▶ _Article_:
___

This summer the Monterey Pop Festival celebrated its 50th anniversary. There was great music and much reminiscing about the performances of the original 1967 lineup featuring among others: Jefferson Airplane, The Who, The Grateful Dead, Big Brother and the Holding Company (Janis Joplin), Eric Burdon and the Animals, Otis Redding, Simon & Garfunkel, The Mammas & The Pappas, and Steve Miller Band. But the talk of the three-day event in ’67 was the astonishing performance by Jimi Hendrix, fresh from touring in England, who was invited to appear after the organizers received a recommendation from the Beatles.
The venerable Rolling Stone called Jimi Hendrix the greatest guitarist of all time. In 2004/2005 they devoted two issues to their “100 Greatest Artists” list. Jimi Hendrix was designated #6, just behind Chuck Berry (5), The Rolling Stones (4), Elvis Presley (3), Bob Dylan (2), and The Beatles (1). The Experience Music Project, a $100 Million high-tech, interactive rock & roll museum, including a Jimi Hendrix Gallery, opened in 2000 in Seattle after receiving initial funding from Paul Allen of Microsoft fame. In 2013 PBS debuted Jimi Hendrix – Hear My Train A Comin’ as part of its American Masters series. Not bad for a musician whose mainstream career spanned a scant four years, until his death in 1970 at the age of 27 from an accidental overdose of barbiturates.
Hear My Train A Comin’
The PBS special about Jimi Hendrix featured interviews with those who knew him best from his childhood, to his days in the army as a paratrooper, to his touring with back-up bands on the Chitlin’ Circuit, through his move to England first as a solo act and then with The Jimi Hendrix Experience, and on to his breakout performance at the Monterey Pop Festival followed by Woodstock barely a year before his death.
Their portraits of Hendrix were understandably varied, but they agreed on three key points:
- When he was making music, on stage or off, Hendrix was creative, confident, and in complete control. When he wasn’t making music Hendrix was painfully shy and unsure of himself.
- He was rarely seen anywhere without his guitar.
- He played the guitar constantly…not only on stage or in the studio or while composing but also in the midst of even the most mundane daily activities such as having breakfast…he lived to play his guitar.
During a talk show interview he fielded the inevitable questions about fame, fortune, and his meteoric rise to worldwide notoriety. The essence of his replies amounted to: That stuff’s not important. I do it for the music. That is to say, he was doing it simply for the sake of doing it. That is what enabled this shy, reticent person to create sounds, styles, and performances never before heard or seen, and remain an inspiration to the generations of musicians who followed him.
“It is when we act freely, for the sake of the action itself rather than for ulterior motives, that we learn to become more than what we were.” – Mihaly Csikszentmihalyi, author of Flow: The Psychology of Optimal Experience
Mihaly Csikszentmihalyi (Me-high Cheek-sent-me-high) is the Distinguished Professor of Psychology and Management at Claremont Graduate University. He is the former head of the Department of Psychology at the University of Chicago. He has been described as the world’s leading researcher on positive psychology. However, he best known for his notion of “flow” and his years of research, writing, and speaking on this subject.

___

▶ _Data listing_:
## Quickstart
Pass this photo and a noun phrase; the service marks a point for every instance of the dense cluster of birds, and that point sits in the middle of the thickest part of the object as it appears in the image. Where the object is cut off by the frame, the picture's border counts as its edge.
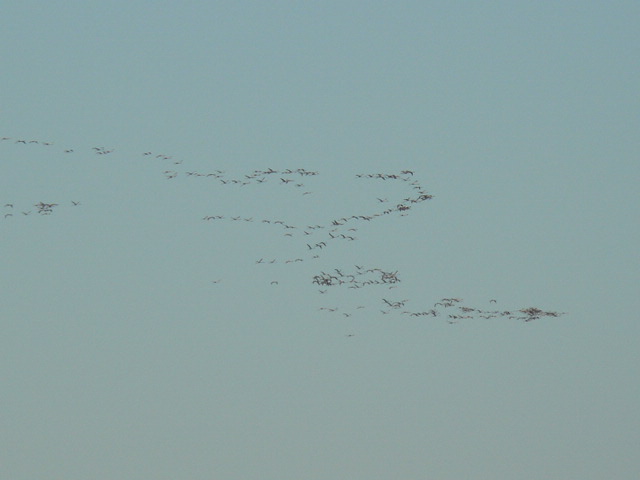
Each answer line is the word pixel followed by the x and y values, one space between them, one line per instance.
pixel 314 240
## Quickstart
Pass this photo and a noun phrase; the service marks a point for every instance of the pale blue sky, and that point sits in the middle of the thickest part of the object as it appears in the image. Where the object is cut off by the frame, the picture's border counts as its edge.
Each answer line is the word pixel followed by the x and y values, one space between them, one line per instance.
pixel 121 358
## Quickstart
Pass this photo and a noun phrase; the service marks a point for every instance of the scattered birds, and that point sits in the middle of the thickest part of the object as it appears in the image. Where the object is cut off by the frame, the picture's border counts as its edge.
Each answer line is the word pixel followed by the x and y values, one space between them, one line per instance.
pixel 319 238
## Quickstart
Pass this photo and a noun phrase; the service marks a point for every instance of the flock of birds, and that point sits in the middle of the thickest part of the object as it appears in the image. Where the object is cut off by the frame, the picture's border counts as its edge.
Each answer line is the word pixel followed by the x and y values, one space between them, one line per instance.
pixel 312 240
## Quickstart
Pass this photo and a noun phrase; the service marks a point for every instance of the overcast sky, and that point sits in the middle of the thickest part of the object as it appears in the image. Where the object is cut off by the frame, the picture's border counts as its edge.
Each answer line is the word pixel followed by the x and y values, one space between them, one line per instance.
pixel 227 229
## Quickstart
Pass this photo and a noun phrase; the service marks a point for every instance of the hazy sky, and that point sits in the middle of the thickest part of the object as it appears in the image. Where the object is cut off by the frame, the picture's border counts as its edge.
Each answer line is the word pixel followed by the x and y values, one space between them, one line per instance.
pixel 140 341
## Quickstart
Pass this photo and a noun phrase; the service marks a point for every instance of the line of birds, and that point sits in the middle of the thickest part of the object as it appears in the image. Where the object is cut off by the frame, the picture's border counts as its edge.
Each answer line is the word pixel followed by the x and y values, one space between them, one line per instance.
pixel 314 239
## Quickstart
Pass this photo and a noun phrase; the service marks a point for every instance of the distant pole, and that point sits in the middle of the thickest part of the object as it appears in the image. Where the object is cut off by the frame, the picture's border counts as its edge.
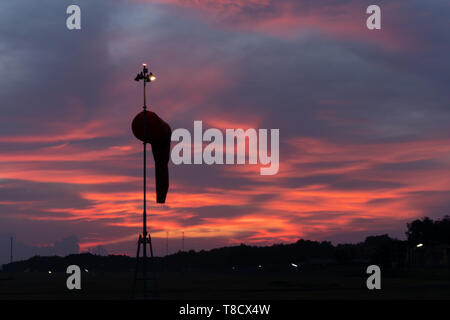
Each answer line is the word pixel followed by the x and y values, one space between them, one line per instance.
pixel 11 251
pixel 167 243
pixel 182 243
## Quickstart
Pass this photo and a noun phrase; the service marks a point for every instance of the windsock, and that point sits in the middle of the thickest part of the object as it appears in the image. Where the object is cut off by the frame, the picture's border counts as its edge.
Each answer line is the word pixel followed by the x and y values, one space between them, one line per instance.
pixel 150 128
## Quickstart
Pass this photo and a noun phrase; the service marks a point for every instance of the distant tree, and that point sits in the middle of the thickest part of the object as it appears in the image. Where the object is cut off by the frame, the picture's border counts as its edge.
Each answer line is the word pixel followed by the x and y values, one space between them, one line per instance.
pixel 427 231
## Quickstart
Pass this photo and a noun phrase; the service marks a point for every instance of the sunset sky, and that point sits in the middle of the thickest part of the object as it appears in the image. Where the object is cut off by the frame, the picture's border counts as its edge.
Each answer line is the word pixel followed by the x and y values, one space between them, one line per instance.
pixel 363 117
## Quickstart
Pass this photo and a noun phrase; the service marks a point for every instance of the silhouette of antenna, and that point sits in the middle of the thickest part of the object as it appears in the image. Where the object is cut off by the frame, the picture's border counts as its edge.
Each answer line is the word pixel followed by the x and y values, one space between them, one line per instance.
pixel 145 238
pixel 182 242
pixel 167 243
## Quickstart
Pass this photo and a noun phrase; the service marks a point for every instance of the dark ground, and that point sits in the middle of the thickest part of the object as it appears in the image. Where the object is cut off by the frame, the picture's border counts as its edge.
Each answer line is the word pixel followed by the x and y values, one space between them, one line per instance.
pixel 334 283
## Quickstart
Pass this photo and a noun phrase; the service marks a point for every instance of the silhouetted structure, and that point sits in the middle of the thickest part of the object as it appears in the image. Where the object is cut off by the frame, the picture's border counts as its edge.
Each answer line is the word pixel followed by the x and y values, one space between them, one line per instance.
pixel 149 128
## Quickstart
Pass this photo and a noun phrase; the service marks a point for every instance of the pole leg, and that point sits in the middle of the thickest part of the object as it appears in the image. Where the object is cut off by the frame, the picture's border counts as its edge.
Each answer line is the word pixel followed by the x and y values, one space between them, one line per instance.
pixel 136 268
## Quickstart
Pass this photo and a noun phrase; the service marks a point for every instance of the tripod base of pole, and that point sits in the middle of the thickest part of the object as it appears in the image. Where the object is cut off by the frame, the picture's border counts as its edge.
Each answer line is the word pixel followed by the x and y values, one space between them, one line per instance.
pixel 141 264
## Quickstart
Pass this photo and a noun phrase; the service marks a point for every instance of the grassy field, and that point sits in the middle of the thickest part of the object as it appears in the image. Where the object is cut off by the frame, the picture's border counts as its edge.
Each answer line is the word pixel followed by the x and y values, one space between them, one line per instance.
pixel 325 284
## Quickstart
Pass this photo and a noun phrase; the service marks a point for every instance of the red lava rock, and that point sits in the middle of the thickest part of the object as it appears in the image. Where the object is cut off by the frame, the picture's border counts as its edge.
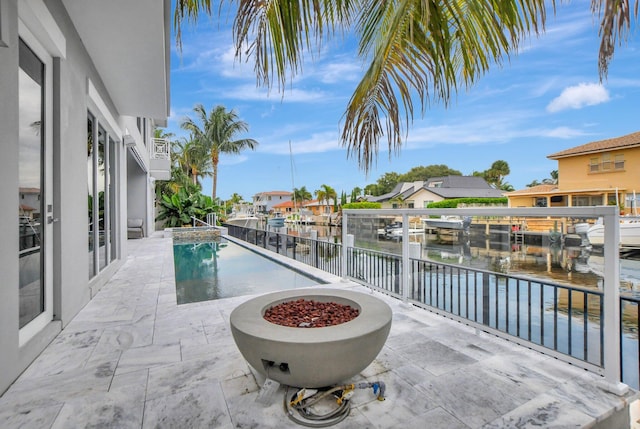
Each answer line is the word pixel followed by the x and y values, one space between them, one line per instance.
pixel 310 314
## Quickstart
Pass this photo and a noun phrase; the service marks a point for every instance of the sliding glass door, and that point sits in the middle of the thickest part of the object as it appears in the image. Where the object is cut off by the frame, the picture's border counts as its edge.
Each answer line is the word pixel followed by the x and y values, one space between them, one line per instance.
pixel 35 207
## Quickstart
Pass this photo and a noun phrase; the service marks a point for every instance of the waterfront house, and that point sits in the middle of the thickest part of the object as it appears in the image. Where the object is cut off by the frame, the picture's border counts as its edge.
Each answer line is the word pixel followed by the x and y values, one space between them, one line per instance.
pixel 83 85
pixel 420 194
pixel 602 172
pixel 264 202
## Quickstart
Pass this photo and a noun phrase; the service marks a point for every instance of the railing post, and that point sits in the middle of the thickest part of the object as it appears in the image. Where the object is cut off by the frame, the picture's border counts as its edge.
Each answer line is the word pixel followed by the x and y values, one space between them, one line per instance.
pixel 415 252
pixel 406 272
pixel 611 322
pixel 486 317
pixel 345 245
pixel 314 250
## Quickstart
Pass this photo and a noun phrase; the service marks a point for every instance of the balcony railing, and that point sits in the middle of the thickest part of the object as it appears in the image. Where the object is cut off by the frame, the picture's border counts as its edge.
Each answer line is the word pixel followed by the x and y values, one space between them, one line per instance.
pixel 160 149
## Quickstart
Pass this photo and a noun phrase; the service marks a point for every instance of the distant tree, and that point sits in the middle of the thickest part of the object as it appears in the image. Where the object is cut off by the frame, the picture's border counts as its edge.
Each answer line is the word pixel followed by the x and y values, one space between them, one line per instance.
pixel 506 186
pixel 427 172
pixel 371 189
pixel 386 183
pixel 234 199
pixel 355 193
pixel 192 158
pixel 495 174
pixel 301 195
pixel 325 194
pixel 397 200
pixel 218 133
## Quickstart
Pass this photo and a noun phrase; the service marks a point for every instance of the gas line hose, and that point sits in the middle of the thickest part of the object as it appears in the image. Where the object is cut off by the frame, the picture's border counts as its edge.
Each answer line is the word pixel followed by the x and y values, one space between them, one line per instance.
pixel 302 402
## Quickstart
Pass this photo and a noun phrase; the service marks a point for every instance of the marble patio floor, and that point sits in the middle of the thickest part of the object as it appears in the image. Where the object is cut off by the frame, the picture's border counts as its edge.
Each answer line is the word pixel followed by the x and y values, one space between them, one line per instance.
pixel 133 358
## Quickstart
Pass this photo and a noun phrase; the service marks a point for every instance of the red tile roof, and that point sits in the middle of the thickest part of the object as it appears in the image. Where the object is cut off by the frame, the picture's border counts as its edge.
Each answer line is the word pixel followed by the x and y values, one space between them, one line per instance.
pixel 630 140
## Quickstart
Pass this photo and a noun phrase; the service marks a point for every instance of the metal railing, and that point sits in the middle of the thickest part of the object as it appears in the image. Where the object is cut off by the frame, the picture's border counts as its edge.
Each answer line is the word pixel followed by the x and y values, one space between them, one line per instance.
pixel 585 327
pixel 574 324
pixel 319 254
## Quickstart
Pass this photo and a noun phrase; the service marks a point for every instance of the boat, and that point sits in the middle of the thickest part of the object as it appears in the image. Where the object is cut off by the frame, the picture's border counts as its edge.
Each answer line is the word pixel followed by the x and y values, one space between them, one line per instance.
pixel 276 220
pixel 394 231
pixel 629 232
pixel 243 215
pixel 448 222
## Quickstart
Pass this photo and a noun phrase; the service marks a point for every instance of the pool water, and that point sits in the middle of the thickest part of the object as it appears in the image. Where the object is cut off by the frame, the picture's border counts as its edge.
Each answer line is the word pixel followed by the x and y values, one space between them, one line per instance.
pixel 222 269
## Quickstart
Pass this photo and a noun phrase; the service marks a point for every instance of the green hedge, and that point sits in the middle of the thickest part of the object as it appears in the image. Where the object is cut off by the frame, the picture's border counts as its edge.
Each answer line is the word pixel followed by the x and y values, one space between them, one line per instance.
pixel 453 203
pixel 362 205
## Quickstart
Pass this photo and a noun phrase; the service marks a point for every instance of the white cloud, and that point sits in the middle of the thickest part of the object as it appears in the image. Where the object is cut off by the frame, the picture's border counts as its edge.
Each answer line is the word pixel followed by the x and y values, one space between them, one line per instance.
pixel 563 133
pixel 252 92
pixel 579 96
pixel 338 72
pixel 324 141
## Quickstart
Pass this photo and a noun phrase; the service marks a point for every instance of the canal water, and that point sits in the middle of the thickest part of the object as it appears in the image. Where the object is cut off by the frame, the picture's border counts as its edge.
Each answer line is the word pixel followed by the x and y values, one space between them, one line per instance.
pixel 570 265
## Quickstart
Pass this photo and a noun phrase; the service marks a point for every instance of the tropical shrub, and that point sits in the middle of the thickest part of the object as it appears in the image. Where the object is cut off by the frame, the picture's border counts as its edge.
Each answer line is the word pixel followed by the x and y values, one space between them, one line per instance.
pixel 178 209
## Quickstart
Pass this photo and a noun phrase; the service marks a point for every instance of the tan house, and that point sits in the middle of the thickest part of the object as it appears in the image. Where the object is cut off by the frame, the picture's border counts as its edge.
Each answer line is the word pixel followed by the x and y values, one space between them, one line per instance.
pixel 603 172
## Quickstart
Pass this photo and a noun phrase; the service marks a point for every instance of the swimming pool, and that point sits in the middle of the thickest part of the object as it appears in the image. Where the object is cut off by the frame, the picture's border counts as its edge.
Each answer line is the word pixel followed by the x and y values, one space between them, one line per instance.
pixel 222 269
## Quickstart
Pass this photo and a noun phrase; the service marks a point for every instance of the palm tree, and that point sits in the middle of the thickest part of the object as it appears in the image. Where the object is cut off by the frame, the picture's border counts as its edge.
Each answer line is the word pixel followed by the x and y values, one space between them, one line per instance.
pixel 414 48
pixel 218 135
pixel 326 193
pixel 192 158
pixel 234 199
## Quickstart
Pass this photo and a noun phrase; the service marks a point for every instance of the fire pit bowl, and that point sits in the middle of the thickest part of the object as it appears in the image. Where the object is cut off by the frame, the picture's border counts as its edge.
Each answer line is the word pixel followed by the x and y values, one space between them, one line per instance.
pixel 311 357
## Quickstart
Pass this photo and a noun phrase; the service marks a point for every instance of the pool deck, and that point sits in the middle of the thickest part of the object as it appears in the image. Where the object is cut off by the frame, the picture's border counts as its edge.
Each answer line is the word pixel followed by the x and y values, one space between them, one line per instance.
pixel 133 358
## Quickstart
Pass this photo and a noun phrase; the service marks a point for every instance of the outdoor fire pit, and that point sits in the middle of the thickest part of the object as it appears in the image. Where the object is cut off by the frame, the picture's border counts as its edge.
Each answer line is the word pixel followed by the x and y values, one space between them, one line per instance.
pixel 311 357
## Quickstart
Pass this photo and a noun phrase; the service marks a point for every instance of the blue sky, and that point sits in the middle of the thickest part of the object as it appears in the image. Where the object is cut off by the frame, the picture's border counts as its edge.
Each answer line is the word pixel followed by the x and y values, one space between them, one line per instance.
pixel 545 99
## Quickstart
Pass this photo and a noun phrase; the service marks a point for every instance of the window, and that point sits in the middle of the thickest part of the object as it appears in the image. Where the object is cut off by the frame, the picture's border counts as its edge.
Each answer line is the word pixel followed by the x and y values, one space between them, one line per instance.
pixel 101 201
pixel 586 200
pixel 31 176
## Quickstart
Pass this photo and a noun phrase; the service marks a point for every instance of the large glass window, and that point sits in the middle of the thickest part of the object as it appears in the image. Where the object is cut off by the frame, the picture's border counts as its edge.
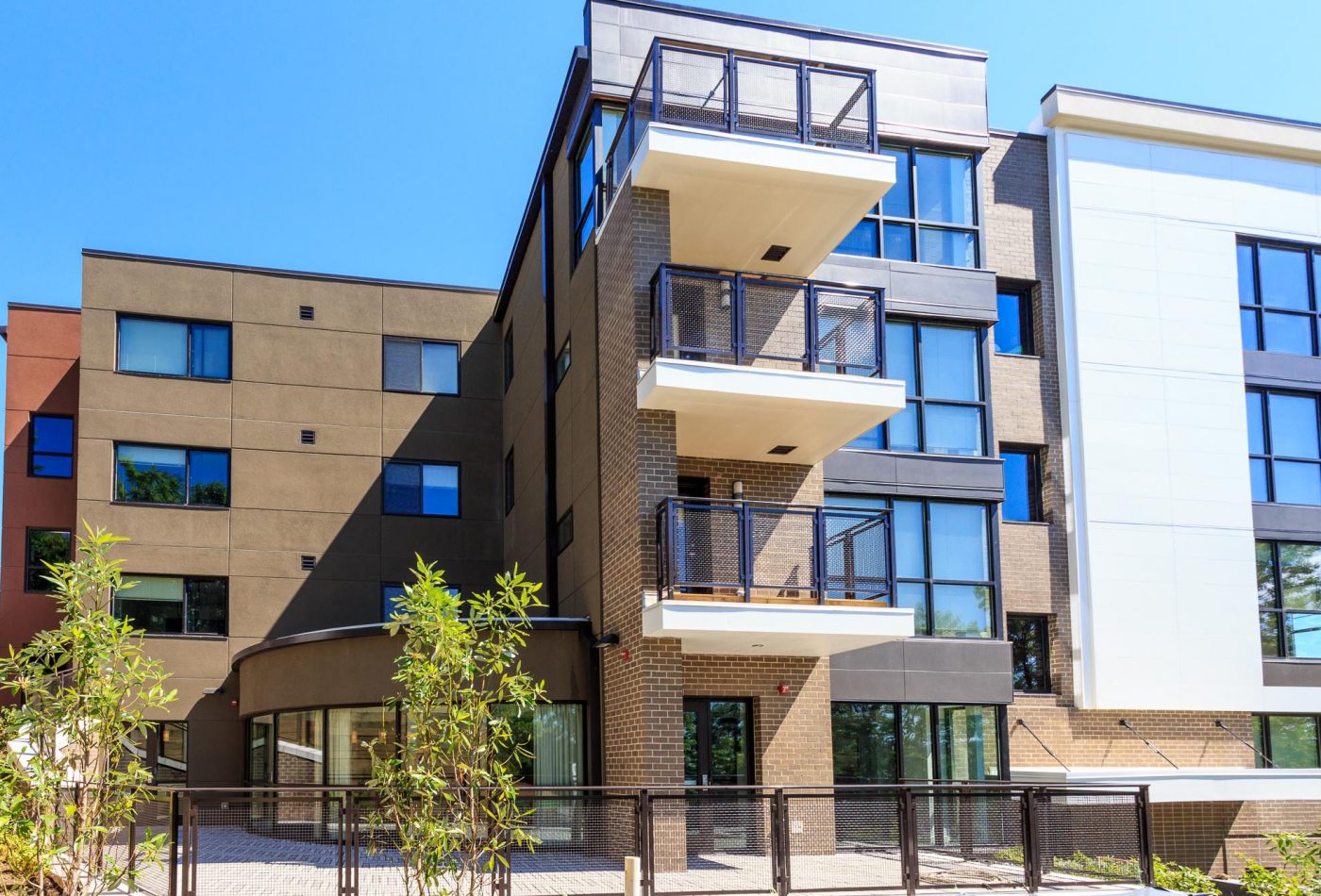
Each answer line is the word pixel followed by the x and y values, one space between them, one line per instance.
pixel 43 546
pixel 420 366
pixel 164 347
pixel 1278 305
pixel 885 743
pixel 175 605
pixel 941 367
pixel 50 446
pixel 422 489
pixel 942 564
pixel 928 215
pixel 169 475
pixel 1288 592
pixel 1284 446
pixel 1288 740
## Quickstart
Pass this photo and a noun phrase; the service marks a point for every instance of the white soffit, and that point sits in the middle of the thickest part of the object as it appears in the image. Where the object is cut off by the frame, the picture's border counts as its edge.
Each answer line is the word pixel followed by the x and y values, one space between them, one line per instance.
pixel 739 628
pixel 740 413
pixel 732 197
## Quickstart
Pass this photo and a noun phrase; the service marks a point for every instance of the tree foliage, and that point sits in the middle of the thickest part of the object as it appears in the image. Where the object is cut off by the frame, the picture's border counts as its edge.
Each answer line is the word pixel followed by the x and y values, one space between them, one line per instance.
pixel 448 788
pixel 68 786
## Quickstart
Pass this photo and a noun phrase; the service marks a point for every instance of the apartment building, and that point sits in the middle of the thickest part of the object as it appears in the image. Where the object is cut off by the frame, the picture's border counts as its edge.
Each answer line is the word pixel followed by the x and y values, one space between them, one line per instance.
pixel 855 441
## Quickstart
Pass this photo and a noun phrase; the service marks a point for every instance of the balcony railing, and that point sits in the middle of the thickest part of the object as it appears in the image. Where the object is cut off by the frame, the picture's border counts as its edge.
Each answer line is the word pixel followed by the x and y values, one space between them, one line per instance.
pixel 737 318
pixel 724 90
pixel 755 551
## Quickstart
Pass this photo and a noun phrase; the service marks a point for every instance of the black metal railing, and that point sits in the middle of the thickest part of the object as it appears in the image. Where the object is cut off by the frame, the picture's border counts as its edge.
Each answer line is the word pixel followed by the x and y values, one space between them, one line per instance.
pixel 757 551
pixel 716 839
pixel 719 89
pixel 766 321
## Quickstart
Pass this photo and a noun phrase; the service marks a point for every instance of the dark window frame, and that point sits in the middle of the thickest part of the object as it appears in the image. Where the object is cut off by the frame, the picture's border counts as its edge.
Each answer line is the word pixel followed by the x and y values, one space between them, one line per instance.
pixel 188 470
pixel 121 317
pixel 459 364
pixel 29 568
pixel 32 445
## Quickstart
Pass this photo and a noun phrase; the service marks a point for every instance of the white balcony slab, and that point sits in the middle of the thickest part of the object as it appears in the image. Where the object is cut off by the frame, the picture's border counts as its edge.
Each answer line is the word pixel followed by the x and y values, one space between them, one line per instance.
pixel 740 413
pixel 732 195
pixel 1191 784
pixel 775 628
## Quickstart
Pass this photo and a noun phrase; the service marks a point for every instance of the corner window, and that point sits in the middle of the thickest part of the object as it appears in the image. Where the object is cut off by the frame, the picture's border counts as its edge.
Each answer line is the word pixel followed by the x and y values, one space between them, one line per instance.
pixel 164 347
pixel 1278 305
pixel 1021 485
pixel 420 366
pixel 175 605
pixel 1013 334
pixel 45 546
pixel 168 475
pixel 50 446
pixel 1030 640
pixel 1288 740
pixel 1288 597
pixel 1284 446
pixel 941 367
pixel 928 215
pixel 418 489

___

▶ _Written request_:
Render the sentence "He was rarely seen anywhere without his guitar." from the Jimi Hendrix article above into Spanish.

▶ _Worked answer_:
Rara vez se le veía en algún lugar sin su guitarra.